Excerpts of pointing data
--
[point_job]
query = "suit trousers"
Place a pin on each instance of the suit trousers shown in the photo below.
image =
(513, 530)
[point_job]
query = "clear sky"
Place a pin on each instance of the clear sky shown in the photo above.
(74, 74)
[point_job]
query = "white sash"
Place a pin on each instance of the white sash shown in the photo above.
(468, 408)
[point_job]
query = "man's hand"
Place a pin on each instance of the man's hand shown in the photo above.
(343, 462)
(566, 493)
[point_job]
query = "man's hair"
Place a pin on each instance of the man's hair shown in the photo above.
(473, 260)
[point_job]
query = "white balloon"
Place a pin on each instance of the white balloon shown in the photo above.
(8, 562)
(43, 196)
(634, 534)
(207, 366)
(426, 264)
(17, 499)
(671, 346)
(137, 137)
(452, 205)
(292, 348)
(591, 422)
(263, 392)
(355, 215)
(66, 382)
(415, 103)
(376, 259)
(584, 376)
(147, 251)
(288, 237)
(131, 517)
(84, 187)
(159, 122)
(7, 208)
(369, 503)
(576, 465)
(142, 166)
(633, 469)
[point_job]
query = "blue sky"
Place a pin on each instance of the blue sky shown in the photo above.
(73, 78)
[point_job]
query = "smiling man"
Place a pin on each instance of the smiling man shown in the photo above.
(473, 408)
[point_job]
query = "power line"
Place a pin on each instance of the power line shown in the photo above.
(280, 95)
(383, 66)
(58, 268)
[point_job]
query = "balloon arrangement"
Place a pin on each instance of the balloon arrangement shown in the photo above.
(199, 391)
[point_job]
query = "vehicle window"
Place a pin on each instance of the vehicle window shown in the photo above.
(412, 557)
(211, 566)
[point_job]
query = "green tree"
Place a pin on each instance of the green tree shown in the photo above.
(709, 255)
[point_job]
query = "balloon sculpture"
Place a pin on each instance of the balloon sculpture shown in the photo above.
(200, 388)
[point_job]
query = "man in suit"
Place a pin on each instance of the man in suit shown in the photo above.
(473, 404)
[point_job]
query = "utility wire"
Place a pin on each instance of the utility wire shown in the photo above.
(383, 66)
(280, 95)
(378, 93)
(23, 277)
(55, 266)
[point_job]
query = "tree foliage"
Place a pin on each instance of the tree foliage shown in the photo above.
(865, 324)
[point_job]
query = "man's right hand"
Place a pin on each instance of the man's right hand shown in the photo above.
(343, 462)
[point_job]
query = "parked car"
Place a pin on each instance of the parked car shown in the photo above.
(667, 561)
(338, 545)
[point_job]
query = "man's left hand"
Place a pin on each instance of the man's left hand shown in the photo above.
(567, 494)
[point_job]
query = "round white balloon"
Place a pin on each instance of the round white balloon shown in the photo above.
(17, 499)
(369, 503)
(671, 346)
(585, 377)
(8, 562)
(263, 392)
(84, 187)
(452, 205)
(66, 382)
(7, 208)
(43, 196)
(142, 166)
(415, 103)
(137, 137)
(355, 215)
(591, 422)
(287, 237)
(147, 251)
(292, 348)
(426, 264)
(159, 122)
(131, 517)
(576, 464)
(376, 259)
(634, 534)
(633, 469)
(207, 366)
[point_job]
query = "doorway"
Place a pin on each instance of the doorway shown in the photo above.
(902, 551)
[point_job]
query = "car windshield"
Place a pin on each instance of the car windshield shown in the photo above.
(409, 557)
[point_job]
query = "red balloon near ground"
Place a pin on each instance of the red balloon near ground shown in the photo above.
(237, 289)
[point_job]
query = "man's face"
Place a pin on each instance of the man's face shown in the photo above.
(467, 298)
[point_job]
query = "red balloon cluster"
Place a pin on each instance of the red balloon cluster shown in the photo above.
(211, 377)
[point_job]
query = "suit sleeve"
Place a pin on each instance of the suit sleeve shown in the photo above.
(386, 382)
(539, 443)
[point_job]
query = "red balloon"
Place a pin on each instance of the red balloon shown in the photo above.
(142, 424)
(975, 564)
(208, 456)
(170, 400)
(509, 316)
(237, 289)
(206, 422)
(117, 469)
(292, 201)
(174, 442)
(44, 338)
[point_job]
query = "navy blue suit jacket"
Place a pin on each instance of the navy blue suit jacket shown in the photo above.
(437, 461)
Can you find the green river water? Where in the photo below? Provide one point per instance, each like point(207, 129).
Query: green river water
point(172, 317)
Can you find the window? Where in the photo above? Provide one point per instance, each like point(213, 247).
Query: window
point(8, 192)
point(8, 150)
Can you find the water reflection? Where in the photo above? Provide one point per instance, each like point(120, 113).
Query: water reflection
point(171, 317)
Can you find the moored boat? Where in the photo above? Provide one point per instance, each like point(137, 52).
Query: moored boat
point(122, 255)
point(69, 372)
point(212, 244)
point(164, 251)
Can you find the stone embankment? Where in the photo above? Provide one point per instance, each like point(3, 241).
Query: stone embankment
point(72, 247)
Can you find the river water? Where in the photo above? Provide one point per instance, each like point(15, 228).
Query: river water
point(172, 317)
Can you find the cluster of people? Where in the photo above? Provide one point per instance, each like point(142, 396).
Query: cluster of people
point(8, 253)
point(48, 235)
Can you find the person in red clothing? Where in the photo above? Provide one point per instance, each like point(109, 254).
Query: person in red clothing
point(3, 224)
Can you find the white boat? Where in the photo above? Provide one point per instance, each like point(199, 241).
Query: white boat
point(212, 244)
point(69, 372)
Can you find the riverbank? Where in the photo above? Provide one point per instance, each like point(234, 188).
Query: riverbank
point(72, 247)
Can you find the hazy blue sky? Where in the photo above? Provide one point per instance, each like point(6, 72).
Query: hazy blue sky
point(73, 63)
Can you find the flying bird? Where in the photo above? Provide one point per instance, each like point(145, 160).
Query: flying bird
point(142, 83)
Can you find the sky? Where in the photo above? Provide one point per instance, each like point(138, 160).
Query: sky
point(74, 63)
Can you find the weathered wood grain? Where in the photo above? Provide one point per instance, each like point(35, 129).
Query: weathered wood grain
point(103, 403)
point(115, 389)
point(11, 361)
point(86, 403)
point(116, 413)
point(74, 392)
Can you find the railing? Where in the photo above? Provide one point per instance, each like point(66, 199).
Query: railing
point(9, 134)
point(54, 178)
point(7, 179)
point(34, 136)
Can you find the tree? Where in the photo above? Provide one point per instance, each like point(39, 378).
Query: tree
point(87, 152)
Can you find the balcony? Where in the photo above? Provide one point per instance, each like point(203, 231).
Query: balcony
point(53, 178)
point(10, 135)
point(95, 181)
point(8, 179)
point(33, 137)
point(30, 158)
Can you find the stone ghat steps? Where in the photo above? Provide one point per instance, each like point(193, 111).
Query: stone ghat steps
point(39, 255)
--
--- Exercise objective ---
Give the part of the records that opens with the line containing "Can you find the stone ghat" and runs through the end of the records as a Markdown table with the columns No. and Text, leaving out any blank lines.

--- Expected answer ---
| No. | Text |
|---|---|
| 1 | Can you find the stone ghat steps? Where in the photo above? Provide one point per instance, each like point(193, 111). |
| 2 | Query: stone ghat steps |
| 3 | point(39, 255) |